ACTIVITY » Each record should be retyped word for word.
○ ○ ○ ○ ○ ○ ○
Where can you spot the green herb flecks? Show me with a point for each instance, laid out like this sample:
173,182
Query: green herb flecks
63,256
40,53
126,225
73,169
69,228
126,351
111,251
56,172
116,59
○ ○ ○ ○ ○ ○ ○
REPLY TO THE TASK »
Where can you spot the green herb flecks? Show me with a point for each instance, laid out like this sample:
173,182
Query: green herb flecks
63,256
40,53
126,225
73,169
69,228
126,351
111,251
56,172
116,59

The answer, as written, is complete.